Listed records:
━━━

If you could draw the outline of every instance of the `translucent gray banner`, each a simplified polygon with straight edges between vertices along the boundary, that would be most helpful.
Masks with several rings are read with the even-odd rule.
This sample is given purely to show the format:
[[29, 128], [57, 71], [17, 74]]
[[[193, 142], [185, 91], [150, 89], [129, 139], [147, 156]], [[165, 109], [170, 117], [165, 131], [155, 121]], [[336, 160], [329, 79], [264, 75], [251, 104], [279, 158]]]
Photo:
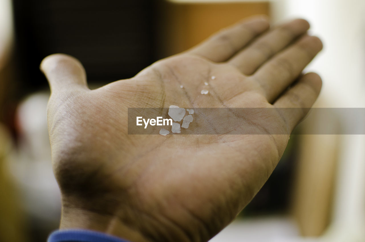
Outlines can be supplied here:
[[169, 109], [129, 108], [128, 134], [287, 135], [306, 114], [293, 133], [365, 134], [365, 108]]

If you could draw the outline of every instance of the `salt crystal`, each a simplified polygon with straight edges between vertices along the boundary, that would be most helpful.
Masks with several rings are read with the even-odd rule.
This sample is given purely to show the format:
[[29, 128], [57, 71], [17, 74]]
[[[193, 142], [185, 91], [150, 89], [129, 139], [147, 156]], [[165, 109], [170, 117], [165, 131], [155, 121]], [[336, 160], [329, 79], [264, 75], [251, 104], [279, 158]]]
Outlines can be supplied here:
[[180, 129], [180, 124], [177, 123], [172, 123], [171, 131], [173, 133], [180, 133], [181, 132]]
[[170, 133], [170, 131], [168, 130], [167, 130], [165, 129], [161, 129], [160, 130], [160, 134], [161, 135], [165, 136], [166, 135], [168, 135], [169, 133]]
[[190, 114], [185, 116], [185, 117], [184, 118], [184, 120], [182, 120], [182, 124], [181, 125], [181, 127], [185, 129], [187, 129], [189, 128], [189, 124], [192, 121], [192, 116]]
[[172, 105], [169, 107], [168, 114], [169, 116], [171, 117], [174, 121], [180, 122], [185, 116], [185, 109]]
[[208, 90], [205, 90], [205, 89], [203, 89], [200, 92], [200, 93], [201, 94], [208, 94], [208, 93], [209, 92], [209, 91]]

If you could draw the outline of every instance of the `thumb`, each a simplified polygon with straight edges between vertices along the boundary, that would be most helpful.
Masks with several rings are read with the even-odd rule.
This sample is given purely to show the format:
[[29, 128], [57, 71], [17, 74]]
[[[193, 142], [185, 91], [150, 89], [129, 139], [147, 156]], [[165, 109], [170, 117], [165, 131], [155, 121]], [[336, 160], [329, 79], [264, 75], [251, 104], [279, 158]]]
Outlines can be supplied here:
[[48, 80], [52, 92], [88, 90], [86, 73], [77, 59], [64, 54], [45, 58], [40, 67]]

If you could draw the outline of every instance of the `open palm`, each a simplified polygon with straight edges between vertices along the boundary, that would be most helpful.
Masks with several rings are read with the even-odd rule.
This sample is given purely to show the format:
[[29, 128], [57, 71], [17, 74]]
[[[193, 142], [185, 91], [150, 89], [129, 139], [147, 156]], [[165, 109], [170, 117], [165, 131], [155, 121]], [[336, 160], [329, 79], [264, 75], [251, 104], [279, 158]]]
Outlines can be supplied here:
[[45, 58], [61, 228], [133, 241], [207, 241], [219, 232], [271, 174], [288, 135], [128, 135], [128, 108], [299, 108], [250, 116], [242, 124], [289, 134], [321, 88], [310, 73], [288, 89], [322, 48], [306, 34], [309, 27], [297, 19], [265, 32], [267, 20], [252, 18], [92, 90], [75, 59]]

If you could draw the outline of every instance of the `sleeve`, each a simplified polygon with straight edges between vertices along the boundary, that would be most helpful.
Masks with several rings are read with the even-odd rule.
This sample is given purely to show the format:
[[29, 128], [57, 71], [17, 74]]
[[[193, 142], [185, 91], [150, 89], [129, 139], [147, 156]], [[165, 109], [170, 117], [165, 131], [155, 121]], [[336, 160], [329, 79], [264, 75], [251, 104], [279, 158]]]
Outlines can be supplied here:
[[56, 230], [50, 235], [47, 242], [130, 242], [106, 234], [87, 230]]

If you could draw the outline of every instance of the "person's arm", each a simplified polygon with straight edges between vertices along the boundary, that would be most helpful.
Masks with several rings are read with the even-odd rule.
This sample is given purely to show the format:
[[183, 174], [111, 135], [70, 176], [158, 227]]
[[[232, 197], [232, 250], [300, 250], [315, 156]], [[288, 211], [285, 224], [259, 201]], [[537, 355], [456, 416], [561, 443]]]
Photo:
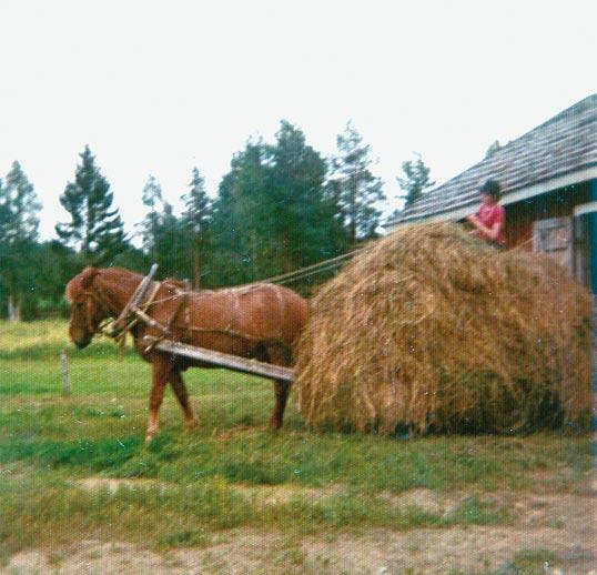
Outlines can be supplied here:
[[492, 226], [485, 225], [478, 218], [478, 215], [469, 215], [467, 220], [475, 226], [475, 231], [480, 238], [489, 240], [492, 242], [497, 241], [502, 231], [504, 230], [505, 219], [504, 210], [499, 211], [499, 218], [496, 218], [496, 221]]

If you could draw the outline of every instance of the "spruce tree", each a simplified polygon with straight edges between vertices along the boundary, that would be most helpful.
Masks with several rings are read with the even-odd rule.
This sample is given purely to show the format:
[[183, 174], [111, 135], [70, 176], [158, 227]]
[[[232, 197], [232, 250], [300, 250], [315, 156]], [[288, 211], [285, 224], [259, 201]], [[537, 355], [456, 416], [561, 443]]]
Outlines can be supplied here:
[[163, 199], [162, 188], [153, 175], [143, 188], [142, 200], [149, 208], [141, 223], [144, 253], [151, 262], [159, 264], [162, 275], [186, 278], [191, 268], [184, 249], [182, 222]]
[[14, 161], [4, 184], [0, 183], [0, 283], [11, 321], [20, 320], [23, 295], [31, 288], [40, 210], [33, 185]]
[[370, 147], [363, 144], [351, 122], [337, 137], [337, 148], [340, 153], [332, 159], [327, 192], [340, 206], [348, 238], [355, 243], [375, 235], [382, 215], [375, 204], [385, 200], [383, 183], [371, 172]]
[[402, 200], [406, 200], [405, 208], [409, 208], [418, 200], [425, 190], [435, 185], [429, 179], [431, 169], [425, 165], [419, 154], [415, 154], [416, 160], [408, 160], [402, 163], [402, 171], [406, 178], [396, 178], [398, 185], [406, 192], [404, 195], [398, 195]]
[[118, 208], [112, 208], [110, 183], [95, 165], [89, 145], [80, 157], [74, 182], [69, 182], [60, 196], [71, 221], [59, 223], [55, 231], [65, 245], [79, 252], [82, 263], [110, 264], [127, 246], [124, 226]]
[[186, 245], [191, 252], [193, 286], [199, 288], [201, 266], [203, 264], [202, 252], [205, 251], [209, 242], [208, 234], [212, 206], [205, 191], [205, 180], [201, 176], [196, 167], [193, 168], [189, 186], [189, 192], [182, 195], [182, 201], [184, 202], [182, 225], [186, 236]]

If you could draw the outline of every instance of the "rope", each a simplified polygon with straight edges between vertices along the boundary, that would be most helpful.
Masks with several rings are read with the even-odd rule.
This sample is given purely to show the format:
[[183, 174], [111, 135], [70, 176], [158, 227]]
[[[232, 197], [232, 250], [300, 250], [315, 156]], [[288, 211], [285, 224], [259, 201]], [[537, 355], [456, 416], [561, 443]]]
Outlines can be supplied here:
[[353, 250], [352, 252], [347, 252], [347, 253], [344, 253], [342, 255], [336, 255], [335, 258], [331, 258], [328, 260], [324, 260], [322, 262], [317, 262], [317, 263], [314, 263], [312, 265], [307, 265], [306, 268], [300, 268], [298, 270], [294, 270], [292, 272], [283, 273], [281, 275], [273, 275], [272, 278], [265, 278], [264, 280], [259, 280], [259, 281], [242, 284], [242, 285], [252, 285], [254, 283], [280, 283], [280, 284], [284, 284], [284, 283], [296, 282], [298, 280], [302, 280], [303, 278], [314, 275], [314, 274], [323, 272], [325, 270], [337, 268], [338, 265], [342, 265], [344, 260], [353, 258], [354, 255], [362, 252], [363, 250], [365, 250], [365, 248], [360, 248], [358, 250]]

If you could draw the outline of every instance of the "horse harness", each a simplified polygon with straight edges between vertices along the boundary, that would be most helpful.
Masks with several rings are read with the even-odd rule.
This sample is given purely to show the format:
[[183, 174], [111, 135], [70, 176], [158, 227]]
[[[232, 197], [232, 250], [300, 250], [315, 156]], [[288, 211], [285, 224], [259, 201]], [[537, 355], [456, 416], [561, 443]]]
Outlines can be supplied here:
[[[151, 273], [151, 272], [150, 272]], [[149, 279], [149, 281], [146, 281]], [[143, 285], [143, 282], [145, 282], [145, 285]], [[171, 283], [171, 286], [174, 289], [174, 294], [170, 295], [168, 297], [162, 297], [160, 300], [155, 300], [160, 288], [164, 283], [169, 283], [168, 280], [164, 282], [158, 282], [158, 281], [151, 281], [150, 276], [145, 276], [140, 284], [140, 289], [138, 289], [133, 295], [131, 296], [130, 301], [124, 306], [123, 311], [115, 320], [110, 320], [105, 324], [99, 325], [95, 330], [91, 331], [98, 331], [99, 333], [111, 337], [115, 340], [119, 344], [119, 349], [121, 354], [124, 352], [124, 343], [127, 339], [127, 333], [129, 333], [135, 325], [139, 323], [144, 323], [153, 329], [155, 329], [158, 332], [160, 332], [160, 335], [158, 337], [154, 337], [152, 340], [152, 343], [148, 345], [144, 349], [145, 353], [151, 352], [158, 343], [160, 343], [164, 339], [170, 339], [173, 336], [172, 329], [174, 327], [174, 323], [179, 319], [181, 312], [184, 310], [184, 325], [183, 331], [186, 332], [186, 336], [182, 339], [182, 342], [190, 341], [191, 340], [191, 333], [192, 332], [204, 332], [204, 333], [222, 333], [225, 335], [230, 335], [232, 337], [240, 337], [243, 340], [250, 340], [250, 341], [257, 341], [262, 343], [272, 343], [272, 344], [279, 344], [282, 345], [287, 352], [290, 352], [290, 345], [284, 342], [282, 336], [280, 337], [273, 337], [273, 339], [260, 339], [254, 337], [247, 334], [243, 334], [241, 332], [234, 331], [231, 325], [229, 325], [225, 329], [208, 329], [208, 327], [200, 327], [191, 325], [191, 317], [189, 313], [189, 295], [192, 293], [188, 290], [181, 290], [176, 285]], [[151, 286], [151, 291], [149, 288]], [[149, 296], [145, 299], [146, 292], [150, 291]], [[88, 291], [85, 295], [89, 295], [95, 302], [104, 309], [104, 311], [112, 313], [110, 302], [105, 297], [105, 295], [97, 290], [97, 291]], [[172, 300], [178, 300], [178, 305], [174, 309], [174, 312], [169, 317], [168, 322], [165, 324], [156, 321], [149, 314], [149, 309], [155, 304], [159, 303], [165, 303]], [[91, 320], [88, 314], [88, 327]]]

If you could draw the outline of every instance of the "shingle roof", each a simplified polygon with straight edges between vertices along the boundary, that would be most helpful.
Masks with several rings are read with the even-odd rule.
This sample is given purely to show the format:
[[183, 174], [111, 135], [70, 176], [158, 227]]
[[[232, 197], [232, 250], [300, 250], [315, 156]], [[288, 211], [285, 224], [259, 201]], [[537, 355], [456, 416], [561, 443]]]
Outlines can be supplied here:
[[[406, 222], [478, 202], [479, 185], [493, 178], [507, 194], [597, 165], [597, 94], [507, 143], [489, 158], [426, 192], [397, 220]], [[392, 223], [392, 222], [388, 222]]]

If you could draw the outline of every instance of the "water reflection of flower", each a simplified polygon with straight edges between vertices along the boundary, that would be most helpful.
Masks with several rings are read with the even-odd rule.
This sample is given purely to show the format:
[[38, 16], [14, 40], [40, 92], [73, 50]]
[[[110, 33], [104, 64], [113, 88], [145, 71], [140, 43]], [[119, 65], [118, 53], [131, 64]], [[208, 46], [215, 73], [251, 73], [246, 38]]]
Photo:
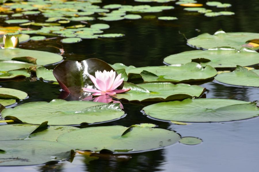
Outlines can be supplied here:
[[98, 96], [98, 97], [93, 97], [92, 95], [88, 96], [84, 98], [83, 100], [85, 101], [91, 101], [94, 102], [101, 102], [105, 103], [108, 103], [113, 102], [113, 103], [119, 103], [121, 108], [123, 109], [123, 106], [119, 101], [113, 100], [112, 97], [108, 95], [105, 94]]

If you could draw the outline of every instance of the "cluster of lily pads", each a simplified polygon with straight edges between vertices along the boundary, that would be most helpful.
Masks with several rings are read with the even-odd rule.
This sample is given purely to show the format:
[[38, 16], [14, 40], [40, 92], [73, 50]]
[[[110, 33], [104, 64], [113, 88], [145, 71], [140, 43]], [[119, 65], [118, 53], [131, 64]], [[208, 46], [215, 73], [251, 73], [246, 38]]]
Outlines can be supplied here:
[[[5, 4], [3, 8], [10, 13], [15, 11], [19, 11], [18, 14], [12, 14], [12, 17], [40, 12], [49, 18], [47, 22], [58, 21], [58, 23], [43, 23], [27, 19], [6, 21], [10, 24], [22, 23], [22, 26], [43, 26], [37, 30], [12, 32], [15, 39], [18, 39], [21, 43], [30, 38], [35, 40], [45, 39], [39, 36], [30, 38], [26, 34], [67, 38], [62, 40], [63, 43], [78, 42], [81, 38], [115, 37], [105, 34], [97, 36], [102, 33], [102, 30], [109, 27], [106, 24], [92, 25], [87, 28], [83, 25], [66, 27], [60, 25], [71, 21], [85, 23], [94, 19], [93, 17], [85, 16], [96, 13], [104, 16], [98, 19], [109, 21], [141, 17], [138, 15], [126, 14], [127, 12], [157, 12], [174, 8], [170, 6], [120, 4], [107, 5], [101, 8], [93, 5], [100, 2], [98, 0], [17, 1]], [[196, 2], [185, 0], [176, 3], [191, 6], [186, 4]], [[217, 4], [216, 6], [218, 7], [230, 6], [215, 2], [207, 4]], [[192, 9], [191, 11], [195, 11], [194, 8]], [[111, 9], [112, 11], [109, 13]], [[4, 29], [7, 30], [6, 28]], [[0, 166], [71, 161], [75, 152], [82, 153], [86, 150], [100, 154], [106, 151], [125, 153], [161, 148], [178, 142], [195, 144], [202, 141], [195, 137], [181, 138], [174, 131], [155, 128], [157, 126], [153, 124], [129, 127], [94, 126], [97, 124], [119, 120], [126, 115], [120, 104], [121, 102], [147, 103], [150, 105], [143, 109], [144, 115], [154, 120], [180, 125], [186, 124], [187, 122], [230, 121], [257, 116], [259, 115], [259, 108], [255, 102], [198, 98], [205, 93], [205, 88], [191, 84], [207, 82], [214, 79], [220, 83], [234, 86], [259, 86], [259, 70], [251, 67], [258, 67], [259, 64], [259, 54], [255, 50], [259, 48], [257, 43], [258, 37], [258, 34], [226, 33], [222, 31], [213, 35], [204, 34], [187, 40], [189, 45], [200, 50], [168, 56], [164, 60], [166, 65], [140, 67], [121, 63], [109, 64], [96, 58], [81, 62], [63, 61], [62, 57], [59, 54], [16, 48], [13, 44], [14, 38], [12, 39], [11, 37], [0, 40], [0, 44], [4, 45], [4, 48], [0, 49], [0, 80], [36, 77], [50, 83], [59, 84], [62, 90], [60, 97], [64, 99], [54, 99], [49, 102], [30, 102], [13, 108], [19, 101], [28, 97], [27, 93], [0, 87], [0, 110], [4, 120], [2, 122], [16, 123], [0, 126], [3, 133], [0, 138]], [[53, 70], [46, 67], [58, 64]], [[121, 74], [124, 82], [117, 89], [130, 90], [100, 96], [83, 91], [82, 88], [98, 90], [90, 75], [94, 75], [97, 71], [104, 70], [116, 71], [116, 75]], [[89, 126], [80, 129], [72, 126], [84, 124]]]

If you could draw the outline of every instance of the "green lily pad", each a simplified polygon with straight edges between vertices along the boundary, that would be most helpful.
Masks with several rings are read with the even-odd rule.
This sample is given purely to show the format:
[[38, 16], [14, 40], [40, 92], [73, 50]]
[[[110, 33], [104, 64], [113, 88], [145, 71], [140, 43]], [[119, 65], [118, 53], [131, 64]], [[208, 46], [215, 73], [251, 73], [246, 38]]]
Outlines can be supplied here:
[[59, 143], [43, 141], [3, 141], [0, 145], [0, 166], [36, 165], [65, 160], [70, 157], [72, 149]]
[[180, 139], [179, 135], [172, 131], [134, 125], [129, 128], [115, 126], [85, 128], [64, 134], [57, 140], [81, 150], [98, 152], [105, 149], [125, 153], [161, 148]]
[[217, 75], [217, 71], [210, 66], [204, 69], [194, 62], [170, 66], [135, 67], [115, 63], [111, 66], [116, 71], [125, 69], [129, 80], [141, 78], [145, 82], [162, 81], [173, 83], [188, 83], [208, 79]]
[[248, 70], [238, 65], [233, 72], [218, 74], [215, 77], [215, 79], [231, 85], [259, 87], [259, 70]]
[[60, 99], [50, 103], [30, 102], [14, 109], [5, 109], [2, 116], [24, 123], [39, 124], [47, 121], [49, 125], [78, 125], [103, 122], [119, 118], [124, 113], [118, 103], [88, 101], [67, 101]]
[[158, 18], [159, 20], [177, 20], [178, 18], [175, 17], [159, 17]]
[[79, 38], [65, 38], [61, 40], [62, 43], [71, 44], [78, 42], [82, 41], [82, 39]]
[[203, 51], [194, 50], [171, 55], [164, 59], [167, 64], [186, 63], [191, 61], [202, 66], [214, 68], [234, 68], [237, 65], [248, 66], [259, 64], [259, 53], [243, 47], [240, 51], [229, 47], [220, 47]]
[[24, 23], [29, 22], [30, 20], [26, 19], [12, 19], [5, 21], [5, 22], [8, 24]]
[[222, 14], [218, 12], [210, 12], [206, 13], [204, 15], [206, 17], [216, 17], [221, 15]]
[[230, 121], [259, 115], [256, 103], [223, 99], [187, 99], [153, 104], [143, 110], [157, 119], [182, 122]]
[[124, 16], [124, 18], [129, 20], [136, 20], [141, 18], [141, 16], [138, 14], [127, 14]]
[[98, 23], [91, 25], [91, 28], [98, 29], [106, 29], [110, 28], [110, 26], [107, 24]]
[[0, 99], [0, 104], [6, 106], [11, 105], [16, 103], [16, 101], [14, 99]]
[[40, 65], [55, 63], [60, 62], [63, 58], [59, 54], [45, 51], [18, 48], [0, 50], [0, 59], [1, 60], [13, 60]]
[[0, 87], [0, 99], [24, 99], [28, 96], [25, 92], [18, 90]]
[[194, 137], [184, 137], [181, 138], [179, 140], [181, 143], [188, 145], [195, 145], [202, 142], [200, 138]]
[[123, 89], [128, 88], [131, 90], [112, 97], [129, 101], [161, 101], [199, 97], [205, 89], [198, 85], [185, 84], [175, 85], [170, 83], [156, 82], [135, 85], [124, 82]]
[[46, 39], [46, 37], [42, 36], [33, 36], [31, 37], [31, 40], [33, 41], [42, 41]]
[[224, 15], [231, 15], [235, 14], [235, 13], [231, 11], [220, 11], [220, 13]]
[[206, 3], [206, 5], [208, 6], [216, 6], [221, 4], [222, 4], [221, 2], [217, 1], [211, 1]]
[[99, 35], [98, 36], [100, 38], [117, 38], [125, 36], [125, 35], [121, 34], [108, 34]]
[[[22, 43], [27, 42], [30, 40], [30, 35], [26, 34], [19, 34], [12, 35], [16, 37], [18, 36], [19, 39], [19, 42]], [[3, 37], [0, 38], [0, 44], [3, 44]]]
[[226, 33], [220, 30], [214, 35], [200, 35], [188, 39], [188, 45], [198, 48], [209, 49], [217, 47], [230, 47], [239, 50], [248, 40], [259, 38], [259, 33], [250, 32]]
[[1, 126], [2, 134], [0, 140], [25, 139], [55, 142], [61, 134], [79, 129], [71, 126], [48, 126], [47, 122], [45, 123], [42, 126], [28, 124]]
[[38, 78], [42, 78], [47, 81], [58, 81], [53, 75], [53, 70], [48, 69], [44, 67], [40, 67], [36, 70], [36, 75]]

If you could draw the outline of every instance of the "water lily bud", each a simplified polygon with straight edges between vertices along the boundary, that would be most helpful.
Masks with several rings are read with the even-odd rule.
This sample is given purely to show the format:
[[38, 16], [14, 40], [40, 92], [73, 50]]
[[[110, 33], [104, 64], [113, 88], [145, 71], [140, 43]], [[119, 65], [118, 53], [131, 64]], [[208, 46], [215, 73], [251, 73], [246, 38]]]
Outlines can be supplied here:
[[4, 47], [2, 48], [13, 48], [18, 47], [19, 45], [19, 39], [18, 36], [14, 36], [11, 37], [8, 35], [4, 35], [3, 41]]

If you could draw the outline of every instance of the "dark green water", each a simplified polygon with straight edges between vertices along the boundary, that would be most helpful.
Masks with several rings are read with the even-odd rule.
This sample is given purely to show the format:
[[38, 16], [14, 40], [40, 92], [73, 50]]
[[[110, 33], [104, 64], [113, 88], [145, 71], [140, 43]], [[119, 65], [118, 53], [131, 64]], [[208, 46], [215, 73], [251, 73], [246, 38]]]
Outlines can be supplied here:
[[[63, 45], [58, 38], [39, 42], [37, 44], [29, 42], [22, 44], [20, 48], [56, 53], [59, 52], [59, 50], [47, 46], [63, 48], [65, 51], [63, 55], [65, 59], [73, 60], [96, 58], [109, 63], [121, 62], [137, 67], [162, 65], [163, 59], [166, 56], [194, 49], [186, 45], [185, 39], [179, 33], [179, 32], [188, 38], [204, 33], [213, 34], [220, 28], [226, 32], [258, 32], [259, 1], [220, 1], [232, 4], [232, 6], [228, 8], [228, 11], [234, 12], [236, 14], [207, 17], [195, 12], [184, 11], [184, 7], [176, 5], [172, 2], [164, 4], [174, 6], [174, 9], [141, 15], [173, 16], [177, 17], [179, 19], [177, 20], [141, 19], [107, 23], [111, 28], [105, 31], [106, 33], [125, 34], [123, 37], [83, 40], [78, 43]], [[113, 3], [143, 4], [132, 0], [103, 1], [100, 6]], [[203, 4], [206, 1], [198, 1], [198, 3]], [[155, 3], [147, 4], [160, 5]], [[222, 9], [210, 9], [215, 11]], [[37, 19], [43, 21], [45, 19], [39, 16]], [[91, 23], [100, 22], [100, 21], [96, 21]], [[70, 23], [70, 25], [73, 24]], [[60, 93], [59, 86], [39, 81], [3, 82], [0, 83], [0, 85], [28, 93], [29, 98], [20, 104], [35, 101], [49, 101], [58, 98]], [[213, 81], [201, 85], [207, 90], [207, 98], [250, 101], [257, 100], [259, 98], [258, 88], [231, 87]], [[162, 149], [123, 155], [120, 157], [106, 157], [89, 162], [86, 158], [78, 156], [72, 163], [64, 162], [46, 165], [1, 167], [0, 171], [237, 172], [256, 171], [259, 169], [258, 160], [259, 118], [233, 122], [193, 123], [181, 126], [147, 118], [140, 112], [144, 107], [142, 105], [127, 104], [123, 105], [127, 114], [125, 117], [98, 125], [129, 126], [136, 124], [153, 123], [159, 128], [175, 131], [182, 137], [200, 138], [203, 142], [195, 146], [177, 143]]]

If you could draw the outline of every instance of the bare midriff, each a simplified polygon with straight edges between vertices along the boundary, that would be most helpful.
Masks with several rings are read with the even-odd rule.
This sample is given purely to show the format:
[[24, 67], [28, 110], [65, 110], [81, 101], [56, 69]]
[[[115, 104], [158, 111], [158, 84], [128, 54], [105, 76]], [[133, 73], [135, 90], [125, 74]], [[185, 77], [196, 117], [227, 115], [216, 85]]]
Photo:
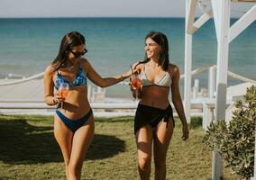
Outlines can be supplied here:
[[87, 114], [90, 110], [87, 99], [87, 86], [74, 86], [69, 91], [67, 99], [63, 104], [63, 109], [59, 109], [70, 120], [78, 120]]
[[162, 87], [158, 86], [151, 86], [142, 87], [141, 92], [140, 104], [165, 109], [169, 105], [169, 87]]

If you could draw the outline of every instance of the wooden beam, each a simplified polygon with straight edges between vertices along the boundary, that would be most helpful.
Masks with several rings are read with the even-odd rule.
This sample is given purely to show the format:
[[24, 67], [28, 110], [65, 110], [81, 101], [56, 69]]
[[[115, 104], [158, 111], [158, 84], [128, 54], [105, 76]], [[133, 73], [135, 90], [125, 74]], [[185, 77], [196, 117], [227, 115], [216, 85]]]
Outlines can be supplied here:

━━━

Problem details: Please rescale the outline coordinates in the answers by multiplying each one by 1.4 and rounding to whole numbers, with halves rounded up. Rewrite every line starting at the beginning of the entries and ending at the line containing "134], [365, 108]]", both ends included. Keep the requests and format samples unchanged, and leave out the pictures.

Completed exercise:
If you could draw the outline of every instance of the `translucent gray banner`, each a simplified polygon with straight edges between vertices along the boundary, that would be most helpful.
Masks with several rings are read with the even-odd rule.
This sample is given purely to show the format:
[[29, 128], [57, 71], [17, 74]]
[[[193, 142], [185, 91], [150, 89], [129, 139], [147, 156]], [[165, 109], [170, 117], [165, 131], [155, 121]], [[336, 160], [329, 79], [264, 75], [251, 104], [279, 158]]]
Photo:
Outlines can be supplied here:
[[237, 153], [181, 151], [179, 188], [402, 189], [428, 160], [410, 186], [511, 188], [511, 151]]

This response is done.